§ **Exercise**: Print the complete set of entries exactly.

§ **Location annotation dataset excerpts**:

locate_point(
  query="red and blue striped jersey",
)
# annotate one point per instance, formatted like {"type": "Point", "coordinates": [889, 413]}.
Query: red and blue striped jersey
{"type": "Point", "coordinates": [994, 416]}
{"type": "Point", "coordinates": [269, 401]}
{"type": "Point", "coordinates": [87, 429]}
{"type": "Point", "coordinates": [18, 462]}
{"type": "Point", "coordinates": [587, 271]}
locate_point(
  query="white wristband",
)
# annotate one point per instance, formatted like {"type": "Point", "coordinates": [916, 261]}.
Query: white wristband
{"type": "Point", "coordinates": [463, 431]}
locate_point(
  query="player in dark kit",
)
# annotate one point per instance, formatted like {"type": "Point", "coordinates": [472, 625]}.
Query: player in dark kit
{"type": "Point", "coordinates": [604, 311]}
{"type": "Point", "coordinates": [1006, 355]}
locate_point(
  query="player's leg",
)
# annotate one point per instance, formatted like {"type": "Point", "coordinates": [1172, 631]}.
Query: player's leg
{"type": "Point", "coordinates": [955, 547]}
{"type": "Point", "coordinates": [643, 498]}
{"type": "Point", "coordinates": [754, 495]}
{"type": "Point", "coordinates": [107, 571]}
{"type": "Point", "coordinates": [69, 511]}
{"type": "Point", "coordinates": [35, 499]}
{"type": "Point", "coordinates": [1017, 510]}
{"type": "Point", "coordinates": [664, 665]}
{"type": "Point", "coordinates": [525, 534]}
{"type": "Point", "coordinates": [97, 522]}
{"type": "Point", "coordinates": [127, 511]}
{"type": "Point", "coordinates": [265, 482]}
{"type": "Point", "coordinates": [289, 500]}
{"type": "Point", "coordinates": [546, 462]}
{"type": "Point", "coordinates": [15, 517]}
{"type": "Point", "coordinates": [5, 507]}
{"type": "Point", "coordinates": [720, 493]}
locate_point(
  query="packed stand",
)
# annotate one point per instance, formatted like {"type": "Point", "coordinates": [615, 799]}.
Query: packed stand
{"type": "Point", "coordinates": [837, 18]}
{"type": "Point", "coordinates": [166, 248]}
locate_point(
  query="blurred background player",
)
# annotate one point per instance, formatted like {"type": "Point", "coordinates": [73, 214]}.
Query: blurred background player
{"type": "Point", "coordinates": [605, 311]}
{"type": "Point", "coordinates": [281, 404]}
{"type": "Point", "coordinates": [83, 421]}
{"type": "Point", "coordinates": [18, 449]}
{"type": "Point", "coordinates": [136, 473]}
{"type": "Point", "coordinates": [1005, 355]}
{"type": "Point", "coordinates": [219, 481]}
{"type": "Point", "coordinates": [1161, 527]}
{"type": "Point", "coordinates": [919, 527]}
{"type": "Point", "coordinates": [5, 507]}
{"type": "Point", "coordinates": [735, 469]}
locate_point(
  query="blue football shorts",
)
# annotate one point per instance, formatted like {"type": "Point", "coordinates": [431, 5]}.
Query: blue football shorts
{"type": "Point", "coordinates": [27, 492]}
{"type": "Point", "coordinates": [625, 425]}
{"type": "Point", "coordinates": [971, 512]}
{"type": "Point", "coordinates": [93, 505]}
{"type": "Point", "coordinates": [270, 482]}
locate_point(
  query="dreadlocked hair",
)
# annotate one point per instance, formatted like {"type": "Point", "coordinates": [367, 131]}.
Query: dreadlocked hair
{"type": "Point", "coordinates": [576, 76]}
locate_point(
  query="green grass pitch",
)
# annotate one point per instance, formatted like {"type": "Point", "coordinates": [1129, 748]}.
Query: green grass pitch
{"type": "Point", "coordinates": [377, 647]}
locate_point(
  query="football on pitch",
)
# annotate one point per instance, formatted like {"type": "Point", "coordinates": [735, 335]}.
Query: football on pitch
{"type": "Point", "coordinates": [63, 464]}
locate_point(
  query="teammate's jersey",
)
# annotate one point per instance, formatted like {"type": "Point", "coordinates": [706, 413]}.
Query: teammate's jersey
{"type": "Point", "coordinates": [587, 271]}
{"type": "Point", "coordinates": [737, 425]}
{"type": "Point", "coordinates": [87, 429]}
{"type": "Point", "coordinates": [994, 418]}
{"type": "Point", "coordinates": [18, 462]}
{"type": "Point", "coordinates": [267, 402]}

§ **Response to the exercise**:
locate_point(
  query="red and blue striped jersey",
)
# annotate one point per instance, formatted like {"type": "Point", "coordinates": [889, 413]}.
Query: red and blue striped jersey
{"type": "Point", "coordinates": [994, 416]}
{"type": "Point", "coordinates": [269, 401]}
{"type": "Point", "coordinates": [87, 429]}
{"type": "Point", "coordinates": [18, 462]}
{"type": "Point", "coordinates": [587, 271]}
locate_point(
  query="white wristband",
)
# annotate one point per instance, formatted like {"type": "Point", "coordinates": [916, 261]}.
Query: white wristband
{"type": "Point", "coordinates": [463, 431]}
locate_point(
  query="player in dark kit",
)
# annotate one point per instance, formatted like {"type": "Point", "coordinates": [472, 625]}.
Query: player in dark kit
{"type": "Point", "coordinates": [604, 311]}
{"type": "Point", "coordinates": [1006, 355]}
locate_point(
  query="player's leg",
)
# annotate one point per instance, formatted like {"type": "Point", "coordinates": [1172, 631]}.
Query: player's leg
{"type": "Point", "coordinates": [955, 547]}
{"type": "Point", "coordinates": [643, 498]}
{"type": "Point", "coordinates": [754, 495]}
{"type": "Point", "coordinates": [107, 571]}
{"type": "Point", "coordinates": [69, 511]}
{"type": "Point", "coordinates": [35, 499]}
{"type": "Point", "coordinates": [1017, 510]}
{"type": "Point", "coordinates": [664, 665]}
{"type": "Point", "coordinates": [525, 534]}
{"type": "Point", "coordinates": [97, 522]}
{"type": "Point", "coordinates": [127, 511]}
{"type": "Point", "coordinates": [265, 482]}
{"type": "Point", "coordinates": [289, 500]}
{"type": "Point", "coordinates": [546, 462]}
{"type": "Point", "coordinates": [15, 517]}
{"type": "Point", "coordinates": [5, 507]}
{"type": "Point", "coordinates": [720, 493]}
locate_point(
  query="packed stand",
)
# annotate one point per instance, formatted like {"type": "Point", "coordinates": [615, 799]}.
Query: packed stand
{"type": "Point", "coordinates": [837, 18]}
{"type": "Point", "coordinates": [166, 248]}
locate_point(
  query="blurred background player",
)
# annotate one point per instance, formatted like {"type": "Point", "coordinates": [73, 214]}.
Query: blurred background player
{"type": "Point", "coordinates": [605, 311]}
{"type": "Point", "coordinates": [281, 404]}
{"type": "Point", "coordinates": [83, 421]}
{"type": "Point", "coordinates": [18, 449]}
{"type": "Point", "coordinates": [136, 473]}
{"type": "Point", "coordinates": [1005, 355]}
{"type": "Point", "coordinates": [219, 481]}
{"type": "Point", "coordinates": [1161, 527]}
{"type": "Point", "coordinates": [919, 527]}
{"type": "Point", "coordinates": [5, 507]}
{"type": "Point", "coordinates": [735, 469]}
locate_point(
  query="blue football shorts",
)
# annotate one point per instance, formatted like {"type": "Point", "coordinates": [431, 5]}.
Query: blue football shorts
{"type": "Point", "coordinates": [27, 492]}
{"type": "Point", "coordinates": [625, 425]}
{"type": "Point", "coordinates": [971, 512]}
{"type": "Point", "coordinates": [93, 505]}
{"type": "Point", "coordinates": [270, 482]}
locate_point(
  query="dreadlocked hair",
)
# annotate one point per instance, formatted like {"type": "Point", "coordinates": [367, 131]}.
Query: dreadlocked hair
{"type": "Point", "coordinates": [576, 76]}
locate_point(
  query="green grass pitch",
)
# annotate one point per instance, formatted like {"type": "Point", "coordinates": [1129, 748]}.
Query: green grass pitch
{"type": "Point", "coordinates": [377, 647]}
locate_point(
  query="football on pitch",
)
# annotate one point per instance, formatted like {"type": "Point", "coordinates": [735, 335]}.
Query: football on pitch
{"type": "Point", "coordinates": [63, 464]}
locate_point(
  query="teammate's jersey",
)
# annotate one point per instance, formatted like {"type": "Point", "coordinates": [706, 413]}.
Query: teammate's jersey
{"type": "Point", "coordinates": [587, 271]}
{"type": "Point", "coordinates": [737, 425]}
{"type": "Point", "coordinates": [87, 429]}
{"type": "Point", "coordinates": [994, 418]}
{"type": "Point", "coordinates": [18, 462]}
{"type": "Point", "coordinates": [267, 402]}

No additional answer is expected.